# Task to complete:
Please copy out every line in the items below that contains the string "windshield".

# Material to process:
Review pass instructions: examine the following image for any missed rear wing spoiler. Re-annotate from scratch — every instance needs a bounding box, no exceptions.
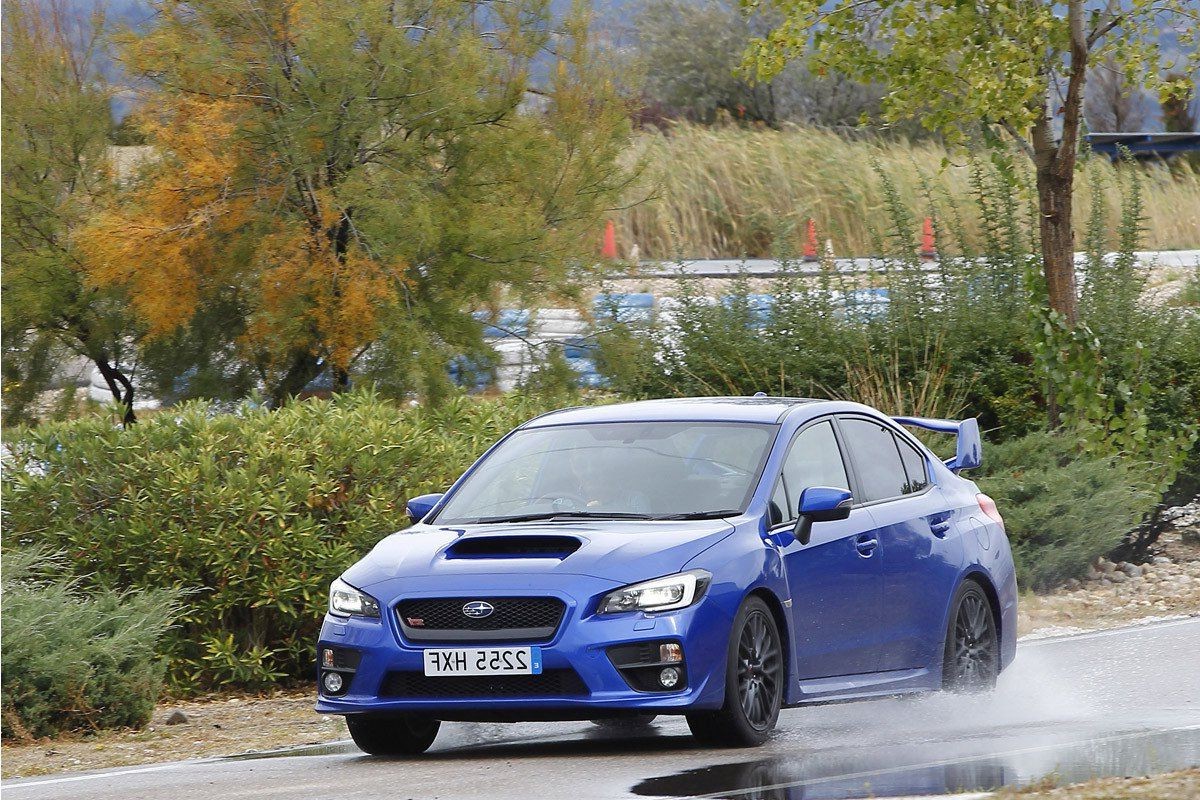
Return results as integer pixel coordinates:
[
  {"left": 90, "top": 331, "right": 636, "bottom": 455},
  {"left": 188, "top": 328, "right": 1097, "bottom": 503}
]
[{"left": 892, "top": 416, "right": 983, "bottom": 473}]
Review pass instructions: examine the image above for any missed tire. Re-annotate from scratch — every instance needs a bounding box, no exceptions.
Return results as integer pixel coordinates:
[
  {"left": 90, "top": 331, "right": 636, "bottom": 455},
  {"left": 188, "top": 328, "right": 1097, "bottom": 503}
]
[
  {"left": 688, "top": 597, "right": 786, "bottom": 747},
  {"left": 589, "top": 714, "right": 659, "bottom": 730},
  {"left": 942, "top": 581, "right": 1000, "bottom": 692},
  {"left": 346, "top": 714, "right": 442, "bottom": 756}
]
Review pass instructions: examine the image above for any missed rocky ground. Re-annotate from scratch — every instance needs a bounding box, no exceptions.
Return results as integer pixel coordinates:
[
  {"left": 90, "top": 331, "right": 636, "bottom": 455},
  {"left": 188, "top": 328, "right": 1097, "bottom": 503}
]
[
  {"left": 0, "top": 501, "right": 1200, "bottom": 777},
  {"left": 991, "top": 769, "right": 1200, "bottom": 800},
  {"left": 1018, "top": 501, "right": 1200, "bottom": 637}
]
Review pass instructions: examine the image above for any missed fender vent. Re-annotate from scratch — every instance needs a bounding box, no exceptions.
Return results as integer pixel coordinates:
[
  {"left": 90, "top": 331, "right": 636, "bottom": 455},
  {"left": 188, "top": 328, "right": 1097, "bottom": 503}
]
[{"left": 446, "top": 534, "right": 583, "bottom": 560}]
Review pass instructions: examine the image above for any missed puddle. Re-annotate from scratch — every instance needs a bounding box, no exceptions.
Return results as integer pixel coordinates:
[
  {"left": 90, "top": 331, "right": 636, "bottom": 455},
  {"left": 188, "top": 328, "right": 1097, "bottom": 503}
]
[
  {"left": 221, "top": 741, "right": 359, "bottom": 762},
  {"left": 632, "top": 727, "right": 1200, "bottom": 800}
]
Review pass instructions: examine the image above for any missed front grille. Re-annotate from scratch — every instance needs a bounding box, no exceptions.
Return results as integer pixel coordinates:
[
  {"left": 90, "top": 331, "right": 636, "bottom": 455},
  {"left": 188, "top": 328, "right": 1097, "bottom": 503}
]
[
  {"left": 379, "top": 668, "right": 588, "bottom": 698},
  {"left": 396, "top": 597, "right": 566, "bottom": 642}
]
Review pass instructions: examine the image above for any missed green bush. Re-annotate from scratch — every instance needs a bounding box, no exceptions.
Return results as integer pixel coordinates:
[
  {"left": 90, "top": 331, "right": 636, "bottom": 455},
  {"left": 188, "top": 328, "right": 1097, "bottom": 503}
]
[
  {"left": 2, "top": 392, "right": 561, "bottom": 690},
  {"left": 0, "top": 548, "right": 176, "bottom": 739},
  {"left": 976, "top": 433, "right": 1158, "bottom": 589}
]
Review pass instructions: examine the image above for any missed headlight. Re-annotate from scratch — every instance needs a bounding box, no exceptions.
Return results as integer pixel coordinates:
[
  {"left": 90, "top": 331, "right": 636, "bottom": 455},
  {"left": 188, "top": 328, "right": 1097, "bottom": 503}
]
[
  {"left": 329, "top": 578, "right": 379, "bottom": 616},
  {"left": 600, "top": 570, "right": 713, "bottom": 614}
]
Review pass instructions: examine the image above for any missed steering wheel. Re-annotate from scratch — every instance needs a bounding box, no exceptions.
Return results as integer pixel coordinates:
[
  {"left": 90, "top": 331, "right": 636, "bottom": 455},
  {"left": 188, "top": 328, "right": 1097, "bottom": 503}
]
[{"left": 530, "top": 493, "right": 588, "bottom": 511}]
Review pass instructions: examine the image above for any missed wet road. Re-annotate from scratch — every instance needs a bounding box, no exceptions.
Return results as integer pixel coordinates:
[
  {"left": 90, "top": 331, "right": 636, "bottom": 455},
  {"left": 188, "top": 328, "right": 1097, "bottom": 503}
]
[{"left": 9, "top": 619, "right": 1200, "bottom": 800}]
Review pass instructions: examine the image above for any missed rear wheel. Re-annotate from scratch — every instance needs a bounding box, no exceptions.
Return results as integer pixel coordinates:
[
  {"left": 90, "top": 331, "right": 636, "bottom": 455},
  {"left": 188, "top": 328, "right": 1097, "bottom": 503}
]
[
  {"left": 346, "top": 714, "right": 442, "bottom": 756},
  {"left": 688, "top": 597, "right": 784, "bottom": 747},
  {"left": 942, "top": 581, "right": 1000, "bottom": 692}
]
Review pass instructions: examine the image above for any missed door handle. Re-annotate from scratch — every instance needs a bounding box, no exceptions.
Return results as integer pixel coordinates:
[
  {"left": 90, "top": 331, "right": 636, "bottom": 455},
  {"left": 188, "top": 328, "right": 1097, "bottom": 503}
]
[
  {"left": 925, "top": 511, "right": 954, "bottom": 539},
  {"left": 854, "top": 534, "right": 880, "bottom": 559}
]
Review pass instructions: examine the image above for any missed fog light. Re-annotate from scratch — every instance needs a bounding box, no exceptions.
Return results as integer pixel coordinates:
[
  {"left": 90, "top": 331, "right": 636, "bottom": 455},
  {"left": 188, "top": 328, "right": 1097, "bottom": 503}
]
[{"left": 322, "top": 670, "right": 345, "bottom": 694}]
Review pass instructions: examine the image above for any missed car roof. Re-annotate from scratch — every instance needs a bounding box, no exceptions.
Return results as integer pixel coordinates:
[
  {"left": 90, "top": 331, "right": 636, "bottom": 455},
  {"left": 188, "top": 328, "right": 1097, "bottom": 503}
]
[{"left": 522, "top": 396, "right": 877, "bottom": 428}]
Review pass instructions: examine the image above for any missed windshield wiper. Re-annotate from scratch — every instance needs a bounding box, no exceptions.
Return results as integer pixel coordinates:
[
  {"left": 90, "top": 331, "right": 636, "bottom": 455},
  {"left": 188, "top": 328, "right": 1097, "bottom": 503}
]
[
  {"left": 654, "top": 509, "right": 742, "bottom": 519},
  {"left": 472, "top": 511, "right": 660, "bottom": 525}
]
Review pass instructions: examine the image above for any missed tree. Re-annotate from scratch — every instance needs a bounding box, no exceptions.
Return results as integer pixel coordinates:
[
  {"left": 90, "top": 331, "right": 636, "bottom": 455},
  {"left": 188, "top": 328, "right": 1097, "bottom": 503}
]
[
  {"left": 1084, "top": 58, "right": 1147, "bottom": 133},
  {"left": 635, "top": 0, "right": 778, "bottom": 125},
  {"left": 80, "top": 0, "right": 629, "bottom": 403},
  {"left": 1163, "top": 73, "right": 1200, "bottom": 133},
  {"left": 0, "top": 0, "right": 138, "bottom": 423},
  {"left": 632, "top": 0, "right": 883, "bottom": 127},
  {"left": 743, "top": 0, "right": 1196, "bottom": 326}
]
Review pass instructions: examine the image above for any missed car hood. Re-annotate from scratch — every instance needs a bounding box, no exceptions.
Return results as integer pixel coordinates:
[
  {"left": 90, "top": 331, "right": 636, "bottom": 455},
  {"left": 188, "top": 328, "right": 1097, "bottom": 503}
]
[{"left": 343, "top": 519, "right": 733, "bottom": 590}]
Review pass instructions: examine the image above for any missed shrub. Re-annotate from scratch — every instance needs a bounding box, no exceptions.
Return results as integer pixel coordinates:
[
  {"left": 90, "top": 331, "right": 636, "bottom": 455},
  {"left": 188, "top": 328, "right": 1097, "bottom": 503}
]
[
  {"left": 0, "top": 548, "right": 176, "bottom": 739},
  {"left": 2, "top": 392, "right": 561, "bottom": 688},
  {"left": 977, "top": 433, "right": 1158, "bottom": 589}
]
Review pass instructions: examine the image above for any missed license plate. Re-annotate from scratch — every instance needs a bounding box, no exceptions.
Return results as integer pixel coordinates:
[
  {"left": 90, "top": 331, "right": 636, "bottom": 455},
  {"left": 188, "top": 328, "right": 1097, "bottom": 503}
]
[{"left": 425, "top": 648, "right": 541, "bottom": 675}]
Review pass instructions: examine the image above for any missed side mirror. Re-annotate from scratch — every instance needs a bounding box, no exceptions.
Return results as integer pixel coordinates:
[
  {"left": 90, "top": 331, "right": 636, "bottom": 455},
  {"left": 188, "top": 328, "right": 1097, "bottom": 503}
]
[
  {"left": 404, "top": 493, "right": 445, "bottom": 525},
  {"left": 796, "top": 486, "right": 854, "bottom": 545}
]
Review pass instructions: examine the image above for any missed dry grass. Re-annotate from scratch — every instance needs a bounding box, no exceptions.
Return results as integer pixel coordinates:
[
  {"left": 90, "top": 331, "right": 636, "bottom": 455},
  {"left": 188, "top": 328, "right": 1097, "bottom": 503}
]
[
  {"left": 617, "top": 125, "right": 1200, "bottom": 258},
  {"left": 994, "top": 769, "right": 1200, "bottom": 800}
]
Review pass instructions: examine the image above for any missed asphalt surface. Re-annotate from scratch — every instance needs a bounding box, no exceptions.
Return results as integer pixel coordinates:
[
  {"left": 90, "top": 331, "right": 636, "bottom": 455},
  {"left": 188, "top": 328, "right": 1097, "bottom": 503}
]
[{"left": 9, "top": 619, "right": 1200, "bottom": 800}]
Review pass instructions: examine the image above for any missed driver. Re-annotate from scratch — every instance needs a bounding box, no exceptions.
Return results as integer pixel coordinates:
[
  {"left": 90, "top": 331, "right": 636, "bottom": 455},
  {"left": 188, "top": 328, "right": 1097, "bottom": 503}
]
[{"left": 568, "top": 447, "right": 649, "bottom": 513}]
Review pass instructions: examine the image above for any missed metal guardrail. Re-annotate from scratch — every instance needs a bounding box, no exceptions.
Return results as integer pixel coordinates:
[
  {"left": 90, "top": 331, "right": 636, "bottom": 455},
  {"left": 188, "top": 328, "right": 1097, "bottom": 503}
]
[{"left": 624, "top": 249, "right": 1200, "bottom": 278}]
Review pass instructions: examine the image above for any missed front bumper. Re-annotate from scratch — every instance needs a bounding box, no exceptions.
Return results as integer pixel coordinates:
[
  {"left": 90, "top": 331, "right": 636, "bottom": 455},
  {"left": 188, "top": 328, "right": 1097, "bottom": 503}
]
[{"left": 317, "top": 575, "right": 732, "bottom": 720}]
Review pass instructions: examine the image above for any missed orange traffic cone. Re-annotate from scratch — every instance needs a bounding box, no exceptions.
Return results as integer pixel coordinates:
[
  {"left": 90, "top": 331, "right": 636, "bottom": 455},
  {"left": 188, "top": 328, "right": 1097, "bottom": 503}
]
[
  {"left": 920, "top": 217, "right": 937, "bottom": 261},
  {"left": 804, "top": 218, "right": 821, "bottom": 261},
  {"left": 600, "top": 219, "right": 617, "bottom": 259}
]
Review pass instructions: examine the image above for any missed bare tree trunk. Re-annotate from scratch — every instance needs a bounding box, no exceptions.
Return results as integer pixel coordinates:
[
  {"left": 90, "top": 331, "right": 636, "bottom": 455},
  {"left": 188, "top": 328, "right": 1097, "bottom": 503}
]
[
  {"left": 1037, "top": 164, "right": 1079, "bottom": 326},
  {"left": 271, "top": 353, "right": 320, "bottom": 409},
  {"left": 92, "top": 356, "right": 138, "bottom": 428}
]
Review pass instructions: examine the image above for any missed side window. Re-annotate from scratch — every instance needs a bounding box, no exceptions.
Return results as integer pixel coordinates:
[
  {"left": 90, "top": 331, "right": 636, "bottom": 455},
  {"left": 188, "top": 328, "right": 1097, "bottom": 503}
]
[
  {"left": 896, "top": 437, "right": 929, "bottom": 494},
  {"left": 839, "top": 417, "right": 908, "bottom": 503},
  {"left": 773, "top": 422, "right": 850, "bottom": 519}
]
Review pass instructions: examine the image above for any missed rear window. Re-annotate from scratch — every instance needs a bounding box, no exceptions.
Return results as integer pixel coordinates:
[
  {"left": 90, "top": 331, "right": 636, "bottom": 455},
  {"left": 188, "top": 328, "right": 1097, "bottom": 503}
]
[{"left": 839, "top": 417, "right": 908, "bottom": 503}]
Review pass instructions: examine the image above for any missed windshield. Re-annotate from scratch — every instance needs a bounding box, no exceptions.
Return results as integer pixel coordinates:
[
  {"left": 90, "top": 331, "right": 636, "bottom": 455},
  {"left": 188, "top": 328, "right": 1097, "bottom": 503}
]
[{"left": 437, "top": 422, "right": 778, "bottom": 524}]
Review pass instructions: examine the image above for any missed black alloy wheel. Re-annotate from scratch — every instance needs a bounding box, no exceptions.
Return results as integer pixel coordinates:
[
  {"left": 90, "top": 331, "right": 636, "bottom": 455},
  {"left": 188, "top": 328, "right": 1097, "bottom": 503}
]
[
  {"left": 942, "top": 581, "right": 1000, "bottom": 692},
  {"left": 688, "top": 597, "right": 785, "bottom": 747}
]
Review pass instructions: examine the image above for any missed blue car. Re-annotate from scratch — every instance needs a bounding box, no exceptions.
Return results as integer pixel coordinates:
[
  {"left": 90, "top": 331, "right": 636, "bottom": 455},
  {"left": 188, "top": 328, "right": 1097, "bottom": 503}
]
[{"left": 317, "top": 396, "right": 1016, "bottom": 754}]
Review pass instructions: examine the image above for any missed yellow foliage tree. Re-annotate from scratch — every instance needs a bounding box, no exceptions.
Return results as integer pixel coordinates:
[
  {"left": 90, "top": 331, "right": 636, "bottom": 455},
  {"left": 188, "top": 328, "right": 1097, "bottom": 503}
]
[{"left": 78, "top": 0, "right": 629, "bottom": 402}]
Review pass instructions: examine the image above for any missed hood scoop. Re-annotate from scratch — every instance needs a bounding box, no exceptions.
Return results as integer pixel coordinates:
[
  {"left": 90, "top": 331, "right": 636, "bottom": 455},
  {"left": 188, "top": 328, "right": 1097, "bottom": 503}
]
[{"left": 445, "top": 534, "right": 583, "bottom": 560}]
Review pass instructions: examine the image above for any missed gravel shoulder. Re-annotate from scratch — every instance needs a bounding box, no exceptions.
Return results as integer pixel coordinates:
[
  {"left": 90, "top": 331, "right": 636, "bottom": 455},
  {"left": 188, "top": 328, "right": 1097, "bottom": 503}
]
[
  {"left": 991, "top": 769, "right": 1200, "bottom": 800},
  {"left": 0, "top": 513, "right": 1200, "bottom": 782}
]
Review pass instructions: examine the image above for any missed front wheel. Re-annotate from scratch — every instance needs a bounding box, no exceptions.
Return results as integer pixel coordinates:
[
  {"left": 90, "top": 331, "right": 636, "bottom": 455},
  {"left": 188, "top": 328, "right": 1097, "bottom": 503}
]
[
  {"left": 346, "top": 714, "right": 442, "bottom": 756},
  {"left": 942, "top": 581, "right": 1000, "bottom": 692},
  {"left": 688, "top": 597, "right": 784, "bottom": 747}
]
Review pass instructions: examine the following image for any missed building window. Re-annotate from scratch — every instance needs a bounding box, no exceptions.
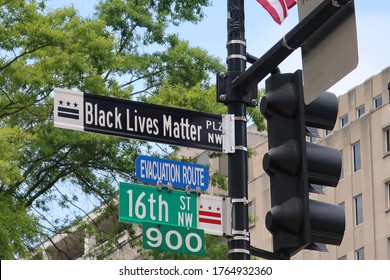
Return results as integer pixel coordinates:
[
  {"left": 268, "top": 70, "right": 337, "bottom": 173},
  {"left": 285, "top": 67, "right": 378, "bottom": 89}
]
[
  {"left": 374, "top": 95, "right": 383, "bottom": 109},
  {"left": 356, "top": 248, "right": 364, "bottom": 260},
  {"left": 340, "top": 114, "right": 348, "bottom": 127},
  {"left": 353, "top": 194, "right": 363, "bottom": 226},
  {"left": 356, "top": 105, "right": 366, "bottom": 118},
  {"left": 352, "top": 141, "right": 362, "bottom": 172},
  {"left": 385, "top": 127, "right": 390, "bottom": 153}
]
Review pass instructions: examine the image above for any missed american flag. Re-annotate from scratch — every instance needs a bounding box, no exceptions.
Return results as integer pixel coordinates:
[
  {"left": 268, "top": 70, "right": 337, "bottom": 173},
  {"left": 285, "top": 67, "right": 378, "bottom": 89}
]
[
  {"left": 257, "top": 0, "right": 297, "bottom": 24},
  {"left": 198, "top": 205, "right": 222, "bottom": 225}
]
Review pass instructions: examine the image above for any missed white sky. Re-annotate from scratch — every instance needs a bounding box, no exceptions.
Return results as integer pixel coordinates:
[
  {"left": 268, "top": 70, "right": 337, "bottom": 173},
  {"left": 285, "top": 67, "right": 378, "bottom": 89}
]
[{"left": 48, "top": 0, "right": 390, "bottom": 95}]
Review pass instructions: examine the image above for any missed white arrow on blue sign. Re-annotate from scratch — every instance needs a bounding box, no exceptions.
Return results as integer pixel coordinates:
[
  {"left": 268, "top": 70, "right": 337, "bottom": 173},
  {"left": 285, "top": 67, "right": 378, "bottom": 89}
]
[{"left": 135, "top": 156, "right": 209, "bottom": 191}]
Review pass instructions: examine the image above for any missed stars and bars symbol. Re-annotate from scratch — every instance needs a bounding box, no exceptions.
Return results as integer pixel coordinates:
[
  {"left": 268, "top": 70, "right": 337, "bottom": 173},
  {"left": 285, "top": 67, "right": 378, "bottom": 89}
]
[
  {"left": 57, "top": 99, "right": 80, "bottom": 120},
  {"left": 198, "top": 205, "right": 222, "bottom": 225}
]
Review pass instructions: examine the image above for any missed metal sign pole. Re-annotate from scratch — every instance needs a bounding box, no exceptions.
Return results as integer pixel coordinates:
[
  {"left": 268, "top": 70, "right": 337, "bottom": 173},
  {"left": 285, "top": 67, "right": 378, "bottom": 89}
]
[{"left": 226, "top": 0, "right": 250, "bottom": 260}]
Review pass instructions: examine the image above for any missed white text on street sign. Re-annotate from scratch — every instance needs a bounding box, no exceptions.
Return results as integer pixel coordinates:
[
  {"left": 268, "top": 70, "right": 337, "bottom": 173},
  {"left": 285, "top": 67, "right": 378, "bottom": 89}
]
[{"left": 119, "top": 183, "right": 197, "bottom": 228}]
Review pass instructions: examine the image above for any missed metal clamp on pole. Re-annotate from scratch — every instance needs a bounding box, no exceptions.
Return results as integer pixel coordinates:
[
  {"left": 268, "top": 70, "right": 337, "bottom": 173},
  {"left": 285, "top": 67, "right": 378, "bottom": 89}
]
[
  {"left": 231, "top": 197, "right": 249, "bottom": 204},
  {"left": 222, "top": 114, "right": 236, "bottom": 154}
]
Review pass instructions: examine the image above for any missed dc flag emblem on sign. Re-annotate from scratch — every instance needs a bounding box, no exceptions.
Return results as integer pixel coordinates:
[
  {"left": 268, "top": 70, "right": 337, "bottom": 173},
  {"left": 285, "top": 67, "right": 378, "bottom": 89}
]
[
  {"left": 257, "top": 0, "right": 297, "bottom": 24},
  {"left": 197, "top": 194, "right": 231, "bottom": 236},
  {"left": 54, "top": 88, "right": 84, "bottom": 131},
  {"left": 198, "top": 205, "right": 222, "bottom": 225}
]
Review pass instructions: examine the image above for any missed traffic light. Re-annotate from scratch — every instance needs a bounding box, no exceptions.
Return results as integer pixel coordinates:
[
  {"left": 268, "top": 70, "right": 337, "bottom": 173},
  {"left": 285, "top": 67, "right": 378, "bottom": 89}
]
[{"left": 260, "top": 70, "right": 345, "bottom": 258}]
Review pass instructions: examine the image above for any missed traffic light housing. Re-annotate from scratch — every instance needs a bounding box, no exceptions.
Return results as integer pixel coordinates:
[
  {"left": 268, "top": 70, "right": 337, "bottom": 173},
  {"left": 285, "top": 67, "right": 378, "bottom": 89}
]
[{"left": 260, "top": 70, "right": 345, "bottom": 258}]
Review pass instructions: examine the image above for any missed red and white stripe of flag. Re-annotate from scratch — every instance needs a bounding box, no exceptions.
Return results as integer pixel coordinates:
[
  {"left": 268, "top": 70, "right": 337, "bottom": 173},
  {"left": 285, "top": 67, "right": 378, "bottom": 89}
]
[
  {"left": 198, "top": 205, "right": 222, "bottom": 225},
  {"left": 257, "top": 0, "right": 297, "bottom": 24}
]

# Solution to this problem:
Review pass instructions: examine the image above for any missed windshield wiper. Re-annotate from scratch — every instance needs a bounding box, no exceptions.
Review pass instructions: examine the image above for any missed windshield. Re-annotate from scratch — every instance needs a bounding box, no exceptions.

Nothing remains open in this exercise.